## Request
Pictures in the records should not be copied, but every other part must be repeated exactly.
++++ Listing
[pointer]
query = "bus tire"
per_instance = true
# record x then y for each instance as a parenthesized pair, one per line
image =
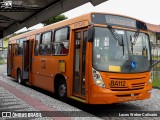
(62, 90)
(19, 76)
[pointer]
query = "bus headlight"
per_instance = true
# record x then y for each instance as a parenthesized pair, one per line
(97, 78)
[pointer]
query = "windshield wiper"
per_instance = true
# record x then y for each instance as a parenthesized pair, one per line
(117, 37)
(135, 39)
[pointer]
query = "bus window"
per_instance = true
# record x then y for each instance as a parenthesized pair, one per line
(61, 44)
(20, 46)
(45, 47)
(37, 41)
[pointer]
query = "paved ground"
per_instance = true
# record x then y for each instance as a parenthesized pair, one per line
(22, 98)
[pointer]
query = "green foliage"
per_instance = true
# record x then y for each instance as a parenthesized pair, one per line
(55, 19)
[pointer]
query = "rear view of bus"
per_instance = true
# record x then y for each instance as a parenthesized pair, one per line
(121, 59)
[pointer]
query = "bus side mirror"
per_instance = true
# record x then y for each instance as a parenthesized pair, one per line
(91, 34)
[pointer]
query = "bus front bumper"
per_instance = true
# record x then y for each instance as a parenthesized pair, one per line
(106, 96)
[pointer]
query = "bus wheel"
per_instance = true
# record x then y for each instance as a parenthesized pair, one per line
(62, 90)
(19, 77)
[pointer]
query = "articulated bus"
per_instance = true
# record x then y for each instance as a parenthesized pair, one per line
(96, 58)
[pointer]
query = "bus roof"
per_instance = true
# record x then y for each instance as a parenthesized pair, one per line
(64, 23)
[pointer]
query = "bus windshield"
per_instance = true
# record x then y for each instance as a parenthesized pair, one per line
(131, 57)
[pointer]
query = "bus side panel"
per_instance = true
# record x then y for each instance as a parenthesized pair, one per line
(17, 64)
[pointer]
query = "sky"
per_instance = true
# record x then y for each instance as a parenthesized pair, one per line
(146, 10)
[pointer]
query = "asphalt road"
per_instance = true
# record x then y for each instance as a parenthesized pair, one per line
(114, 111)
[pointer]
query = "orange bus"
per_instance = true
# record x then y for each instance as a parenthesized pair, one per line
(97, 58)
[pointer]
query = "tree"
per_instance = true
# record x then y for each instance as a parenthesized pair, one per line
(55, 19)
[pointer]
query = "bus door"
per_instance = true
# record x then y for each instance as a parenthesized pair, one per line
(79, 84)
(25, 60)
(9, 60)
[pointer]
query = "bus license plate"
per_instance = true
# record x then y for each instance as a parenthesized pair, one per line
(117, 83)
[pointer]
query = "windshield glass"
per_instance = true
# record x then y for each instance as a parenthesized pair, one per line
(108, 55)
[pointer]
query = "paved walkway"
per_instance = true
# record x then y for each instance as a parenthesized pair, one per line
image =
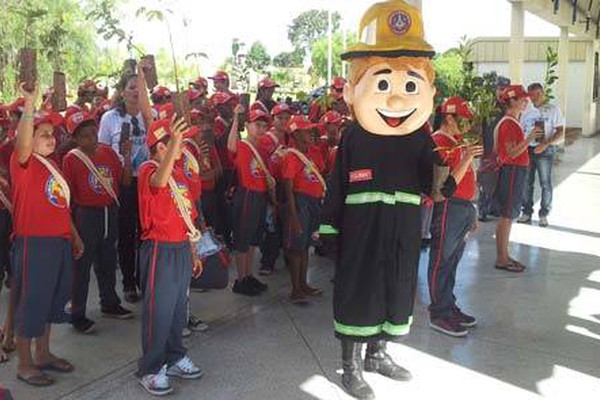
(539, 332)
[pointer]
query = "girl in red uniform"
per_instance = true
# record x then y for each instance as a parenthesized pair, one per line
(45, 243)
(511, 145)
(94, 174)
(250, 199)
(167, 259)
(304, 187)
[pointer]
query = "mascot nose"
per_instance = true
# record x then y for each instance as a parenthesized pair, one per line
(394, 102)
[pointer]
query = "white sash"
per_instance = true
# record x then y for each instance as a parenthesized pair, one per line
(193, 233)
(57, 176)
(311, 166)
(4, 200)
(103, 181)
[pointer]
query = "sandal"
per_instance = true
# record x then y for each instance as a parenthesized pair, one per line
(58, 365)
(511, 267)
(38, 380)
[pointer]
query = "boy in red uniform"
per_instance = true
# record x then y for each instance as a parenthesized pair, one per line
(304, 187)
(94, 173)
(511, 144)
(167, 258)
(250, 199)
(45, 243)
(271, 146)
(453, 218)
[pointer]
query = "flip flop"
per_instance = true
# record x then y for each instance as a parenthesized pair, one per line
(511, 267)
(38, 380)
(58, 365)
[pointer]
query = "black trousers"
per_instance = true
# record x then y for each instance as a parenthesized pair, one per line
(129, 228)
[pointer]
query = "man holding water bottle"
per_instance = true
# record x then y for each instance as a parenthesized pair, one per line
(547, 117)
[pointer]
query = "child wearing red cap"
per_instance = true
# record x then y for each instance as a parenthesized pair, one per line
(271, 147)
(304, 187)
(94, 174)
(453, 217)
(250, 198)
(511, 144)
(167, 259)
(45, 243)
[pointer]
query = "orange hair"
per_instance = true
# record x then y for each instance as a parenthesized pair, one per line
(359, 66)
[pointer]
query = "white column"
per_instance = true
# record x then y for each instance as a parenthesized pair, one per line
(589, 106)
(517, 32)
(563, 72)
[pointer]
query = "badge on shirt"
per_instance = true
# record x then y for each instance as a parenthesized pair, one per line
(361, 175)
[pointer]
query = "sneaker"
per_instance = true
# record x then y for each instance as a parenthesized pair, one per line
(83, 325)
(186, 332)
(257, 284)
(185, 369)
(449, 326)
(157, 384)
(195, 324)
(116, 312)
(131, 296)
(463, 319)
(243, 287)
(524, 219)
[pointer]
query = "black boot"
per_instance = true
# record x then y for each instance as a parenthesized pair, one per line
(377, 360)
(352, 378)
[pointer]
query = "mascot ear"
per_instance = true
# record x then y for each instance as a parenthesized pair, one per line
(349, 93)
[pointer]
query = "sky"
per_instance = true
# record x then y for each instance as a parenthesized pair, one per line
(213, 24)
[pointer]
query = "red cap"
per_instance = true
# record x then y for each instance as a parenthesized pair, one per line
(513, 92)
(15, 106)
(45, 117)
(166, 111)
(338, 82)
(75, 120)
(281, 108)
(221, 98)
(220, 76)
(161, 129)
(331, 117)
(200, 82)
(299, 123)
(266, 83)
(457, 106)
(193, 94)
(259, 115)
(72, 109)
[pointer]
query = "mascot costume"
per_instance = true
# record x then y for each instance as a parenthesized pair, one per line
++++++++
## Finished exercise
[pointer]
query = "bus tire"
per_instance = true
# record x then y for each instance as a parenthesized pair, one per line
image =
(62, 90)
(19, 76)
[pointer]
query = "bus headlight"
per_instance = true
# record x then y for each instance as a parenthesized pair, one per line
(97, 78)
[pointer]
query = "windshield wiper"
per_instance = true
# record x then y for each instance as a parenthesized pair, one per line
(117, 37)
(135, 39)
[pointer]
query = "bus window"
per_instance = true
# record x then y for each instance as a parenthesized pair, one per line
(61, 44)
(20, 46)
(45, 47)
(37, 41)
[pointer]
query = "paved ground"
per_instance = true
# record x then y for each instance as a parenthesized pair, one per line
(22, 98)
[pointer]
query = "green foliage"
per_instance = true
# record x then y for each instance as a parenthesized pair, one per line
(55, 19)
[pointer]
query = "rear view of bus"
per_instance = true
# record x then y for each instance as a parenthesized pair, one per line
(121, 59)
[pointer]
query = "bus side mirror"
per_instance = true
# record x then y for each instance as a parenthesized pair, one per line
(91, 34)
[pointer]
query = "bus front bumper"
per_instance = true
# record x then y for each instance as a parenthesized pair, one per line
(106, 96)
[pointer]
query = "bus wheel"
per_instance = true
# record x then y for each instance as a parenthesized pair, one per line
(62, 90)
(19, 77)
[pointer]
query = "articulated bus"
per_instance = true
# record x then y for each instance as a parenthesized pair, one per line
(96, 58)
[pointer]
query = "bus roof"
per_instance = true
# record x then y for each instance as a parenthesized pair, one per line
(64, 23)
[pointer]
query = "bus windshield"
per_instance = true
# record x then y for each instance as a parenthesized pair, one per line
(131, 57)
[pointer]
query = "bus side panel"
per_instance = true
# record x then y for each instance as a parenthesized pair, one per line
(17, 64)
[pointer]
query = "sky"
per_instance = true
# record x then y for each instance as a parenthesized pair, one per line
(146, 10)
[pointer]
query = "asphalt road"
per_instance = true
# record x then y for each instance as a parenthesized pair, one per line
(114, 111)
[pointer]
query = "orange bus"
per_instance = true
# record x then y for each instance as a parenthesized pair, one per line
(97, 58)
[pointer]
query = "tree"
per_instance = true
# record x then y for each instance as a parenthesized pair, one per line
(55, 19)
[pointer]
query = "bus door"
per_instance = true
# record x then y for each instance as a parenthesized pair, one per line
(79, 84)
(25, 60)
(9, 60)
[pointer]
query = "bus license plate"
per_instance = true
# record x then y for each instance as a parenthesized pair, one per line
(117, 83)
[pointer]
query = "windshield glass"
per_instance = true
# record x then y for each instance as a parenthesized pair, one per line
(108, 55)
[pointer]
query = "paved walkway"
per_instance = true
# record x then y for each instance as a parenthesized pair, one per line
image =
(539, 332)
[pointer]
query = "girl in red uniform"
per_instance = true
# record x then y for each instance as a parenthesized pair, one per line
(45, 243)
(511, 145)
(94, 174)
(250, 199)
(167, 259)
(304, 187)
[pointer]
query = "mascot nose"
per_instance = true
# record x then y for each instance as a parenthesized pair, one per line
(394, 102)
[pointer]
query = "white sash"
per_instance = true
# record x then y for each instance as a parenthesized pair, one per line
(193, 233)
(57, 176)
(311, 166)
(4, 200)
(103, 181)
[pointer]
query = "sandal"
per_instance = true
# record x then y for each instance as a parenthesized pair, one per line
(58, 365)
(511, 267)
(38, 380)
[pointer]
query = "boy in red uniform"
per_instance = true
# record x then y for each instance as a parenthesized pair, one per line
(304, 187)
(94, 173)
(511, 144)
(167, 258)
(250, 199)
(45, 243)
(271, 146)
(453, 218)
[pointer]
query = "flip flop"
per_instance = true
# record x then y for each instance as a parenthesized pair, one per line
(511, 267)
(38, 380)
(58, 365)
[pointer]
query = "black trousers"
per_instance = true
# record x then y for each instance as a parenthesized pair, one per line
(129, 228)
[pointer]
query = "man holding water bottle"
per_instance = true
# record x then y for each instance as a parenthesized pair, one per line
(547, 117)
[pointer]
query = "child wearing red cap"
per_instance = true
# record x then y for each instance as a parenthesized pair, one per line
(271, 147)
(304, 187)
(94, 174)
(453, 217)
(250, 198)
(511, 144)
(167, 259)
(45, 243)
[pointer]
query = "orange hair"
per_instance = true
# record x then y for each instance as a parenthesized pair, one per line
(359, 66)
[pointer]
query = "white column"
per_instance = true
# record x then y for each instance as a parenthesized pair, one per line
(589, 106)
(517, 32)
(563, 72)
[pointer]
query = "badge on shirt"
per_instance = true
# record x then y for each instance as a parenthesized pair, one per line
(361, 175)
[pointer]
query = "sneaker"
per_instance = true
# record x then y for each instance as a parenthesized pair, one per line
(83, 325)
(186, 332)
(257, 284)
(185, 369)
(449, 326)
(157, 384)
(195, 324)
(116, 312)
(131, 296)
(463, 319)
(243, 287)
(524, 219)
[pointer]
query = "black boot"
per_instance = true
# record x then y for each instance as a parenthesized pair, one per line
(377, 360)
(352, 378)
[pointer]
query = "mascot ear"
per_instance = true
# record x then y for each instance as a parenthesized pair, one per line
(349, 93)
[pointer]
query = "sky"
per_instance = true
# record x then y for each instance as a parenthesized pair, one per line
(213, 24)
[pointer]
query = "red cap"
per_instance = true
# record x then y for each instance as a parenthesized pair, one per line
(513, 92)
(15, 106)
(45, 117)
(166, 111)
(338, 82)
(75, 120)
(281, 108)
(221, 98)
(220, 76)
(161, 129)
(331, 117)
(200, 82)
(299, 123)
(266, 83)
(457, 106)
(193, 94)
(259, 115)
(72, 109)
[pointer]
query = "mascot costume"
per_instance = true
# record x then y for each instance as a parenthesized pair, one per line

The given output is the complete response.